=== Begin Enclosure ===
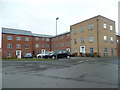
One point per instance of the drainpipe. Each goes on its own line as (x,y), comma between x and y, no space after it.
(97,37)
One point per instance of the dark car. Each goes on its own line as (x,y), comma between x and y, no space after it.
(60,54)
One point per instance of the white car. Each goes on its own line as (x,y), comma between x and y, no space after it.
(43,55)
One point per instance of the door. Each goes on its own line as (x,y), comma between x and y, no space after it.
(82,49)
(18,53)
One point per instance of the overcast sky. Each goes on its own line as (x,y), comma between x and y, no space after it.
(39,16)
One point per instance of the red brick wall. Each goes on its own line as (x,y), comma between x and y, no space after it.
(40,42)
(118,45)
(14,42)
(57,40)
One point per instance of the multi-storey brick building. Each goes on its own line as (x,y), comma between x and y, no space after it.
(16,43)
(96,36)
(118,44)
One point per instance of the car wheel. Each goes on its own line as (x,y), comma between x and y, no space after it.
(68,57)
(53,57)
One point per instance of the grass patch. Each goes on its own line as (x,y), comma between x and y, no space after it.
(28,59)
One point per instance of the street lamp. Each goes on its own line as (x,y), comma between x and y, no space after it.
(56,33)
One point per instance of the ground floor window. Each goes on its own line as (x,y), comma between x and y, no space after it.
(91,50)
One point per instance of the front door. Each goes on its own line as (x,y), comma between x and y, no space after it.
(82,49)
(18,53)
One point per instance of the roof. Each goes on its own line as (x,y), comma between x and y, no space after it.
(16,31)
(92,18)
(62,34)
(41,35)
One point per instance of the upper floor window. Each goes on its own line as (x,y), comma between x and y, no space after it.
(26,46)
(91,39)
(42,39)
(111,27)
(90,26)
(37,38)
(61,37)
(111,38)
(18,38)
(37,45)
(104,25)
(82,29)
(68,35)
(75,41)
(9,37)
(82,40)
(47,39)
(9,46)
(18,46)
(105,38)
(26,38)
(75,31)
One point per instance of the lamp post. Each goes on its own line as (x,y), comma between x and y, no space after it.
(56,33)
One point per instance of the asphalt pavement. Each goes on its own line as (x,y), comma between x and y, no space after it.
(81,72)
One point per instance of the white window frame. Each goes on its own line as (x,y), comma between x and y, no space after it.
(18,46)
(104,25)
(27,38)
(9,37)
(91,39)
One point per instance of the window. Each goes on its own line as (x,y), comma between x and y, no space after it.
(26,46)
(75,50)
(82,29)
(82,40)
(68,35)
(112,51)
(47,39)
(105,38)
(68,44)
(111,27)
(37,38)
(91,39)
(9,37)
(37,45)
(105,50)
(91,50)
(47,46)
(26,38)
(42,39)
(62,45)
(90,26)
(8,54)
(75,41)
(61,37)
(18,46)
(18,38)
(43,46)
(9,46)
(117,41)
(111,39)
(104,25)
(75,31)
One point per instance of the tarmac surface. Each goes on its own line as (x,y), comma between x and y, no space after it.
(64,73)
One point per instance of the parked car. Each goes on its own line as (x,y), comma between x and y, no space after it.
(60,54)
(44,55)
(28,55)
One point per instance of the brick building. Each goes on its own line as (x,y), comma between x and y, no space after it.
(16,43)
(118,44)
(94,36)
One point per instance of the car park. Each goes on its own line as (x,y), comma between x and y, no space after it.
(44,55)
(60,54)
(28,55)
=== End Enclosure ===
Each line above is to be copied verbatim. Drop any image from the copy.

### Result of this exercise
One point per instance of the drainpipe. Each goes on its own line as (x,y), comma between x and y, no space after it.
(97,37)
One point per instance of the dark car. Each goes on its own line as (x,y), comma between x and y, no space after it.
(60,54)
One point per instance of the white car. Each goes on its own line as (x,y), comma between x and y, no space after it.
(43,55)
One point per instance of the door. Each goes on its own line as (x,y), comma between x and y, no space after it.
(82,49)
(18,53)
One point per instance of the overcast sky. Each goes on its own line as (x,y), comma between x and y, no space after it.
(39,16)
One point per instance of the red brick wall. Each goes on its own line as (x,y), comma between x and y, no space after it.
(40,42)
(118,45)
(14,42)
(57,40)
One point per instance of the multi-storey brick building. Each goes on its own line as (x,y), comma between x and y, no space after it.
(16,43)
(96,36)
(118,44)
One point per instance of the car wheel. Each goes on its own line as (x,y), comma between x and y, no space after it.
(68,57)
(53,57)
One point per instance of the grass patch. Each goes on its own line as (x,y), comma between x and y, no space after it.
(28,59)
One point per instance of the street lamp. Each goes on its own line as (x,y), comma between x and y, no space after it.
(56,33)
One point per instance of the ground floor window. Each goes on its own line as (x,y), comma between x and y, no space after it.
(91,50)
One point per instance of the front door. Each goes on its own line as (x,y), comma between x and y, no space after it.
(82,49)
(18,53)
One point per instance of the roof. Each goes on its own line as (x,y), comma between x and y, no space after it.
(16,31)
(92,18)
(62,34)
(41,35)
One point per instance of the upper floor window. Each goes on its own line as (x,y), comma between x and y, no space after it.
(26,46)
(91,39)
(42,39)
(111,27)
(90,26)
(37,38)
(61,37)
(111,38)
(18,38)
(37,45)
(104,25)
(82,29)
(68,35)
(75,41)
(9,37)
(82,40)
(47,39)
(9,46)
(18,46)
(105,38)
(26,38)
(75,31)
One point per instance of the lamp post. Each goes on its own line as (x,y), comma between x and y, no space after it.
(56,33)
One point per instance of the asphalt pavement. Each goes on its own line as (x,y), comma between x and y, no space after it.
(81,72)
One point per instance of the white window frame. Each goes on its own line as (x,y), comma between x and y, no space after it.
(18,46)
(104,25)
(27,38)
(9,37)
(91,39)
One point per instance of the window. Each goes on its own line as (x,y), comma between x and y, no space after it.
(26,46)
(75,50)
(82,29)
(82,40)
(68,35)
(112,51)
(47,39)
(105,38)
(68,44)
(111,27)
(37,38)
(91,39)
(9,37)
(37,45)
(105,50)
(91,50)
(47,46)
(26,38)
(42,39)
(62,45)
(90,26)
(8,54)
(75,41)
(61,37)
(18,46)
(18,38)
(43,46)
(9,46)
(117,41)
(111,39)
(104,25)
(75,31)
One point per instance of the tarmac surface. Each goes on its own line as (x,y), comma between x and y, no space after it.
(64,73)
One point per instance of the parked car. Each goes on its own line as (x,y), comma between x and y, no space after it.
(60,54)
(44,55)
(28,55)
One point per instance of the brick building. Each goes on its own line as (x,y), comma between x and y, no space after it.
(16,43)
(118,44)
(94,36)
One point per instance of the car park. Each goes on its own line as (x,y), comma between x and y, no space after it.
(44,55)
(60,54)
(28,55)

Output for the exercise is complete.